▶ _Try it_
Reproduce the records exactly. Leave the pictures out.

▶ _Records for the exercise_
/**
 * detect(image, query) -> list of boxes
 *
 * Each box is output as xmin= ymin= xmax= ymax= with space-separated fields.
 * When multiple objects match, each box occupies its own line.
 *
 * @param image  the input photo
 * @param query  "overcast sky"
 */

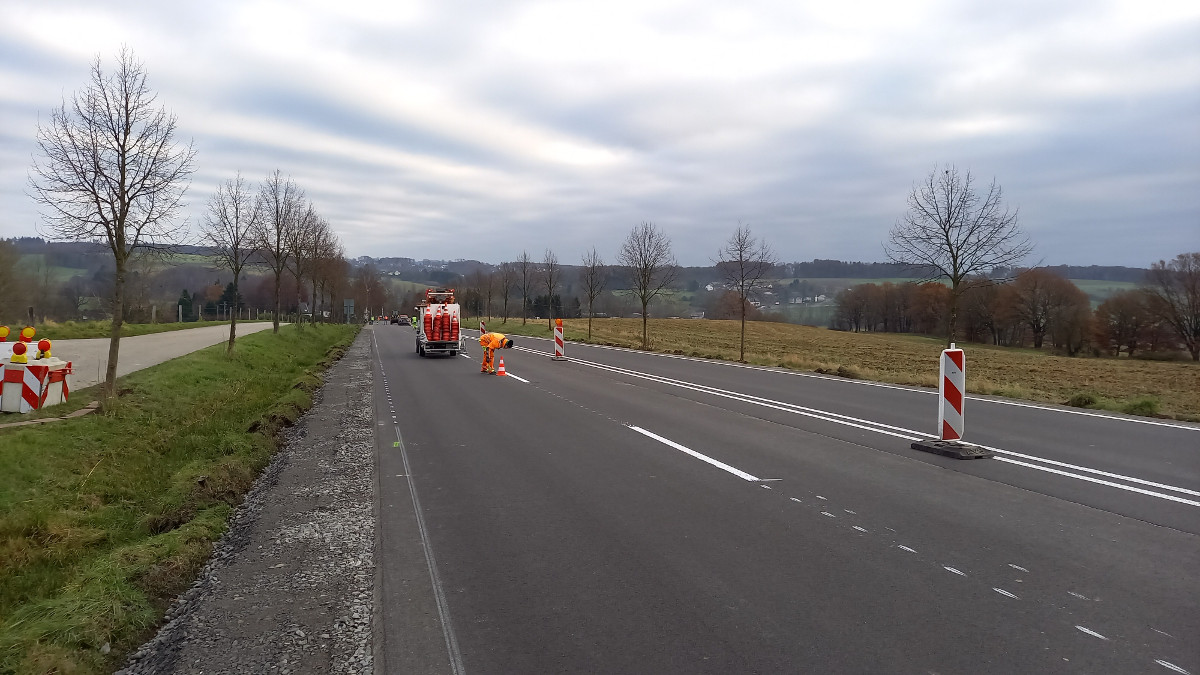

▶ _Result of this exercise_
/**
 * detect(image, query) -> list of boxes
 *
 * Each box is output as xmin= ymin= xmax= ymax= with space-separated fields.
 * When multiple objects match, each box occupies its own line.
 *
 * @param image  the input photo
 * @param query  "overcast sky"
 */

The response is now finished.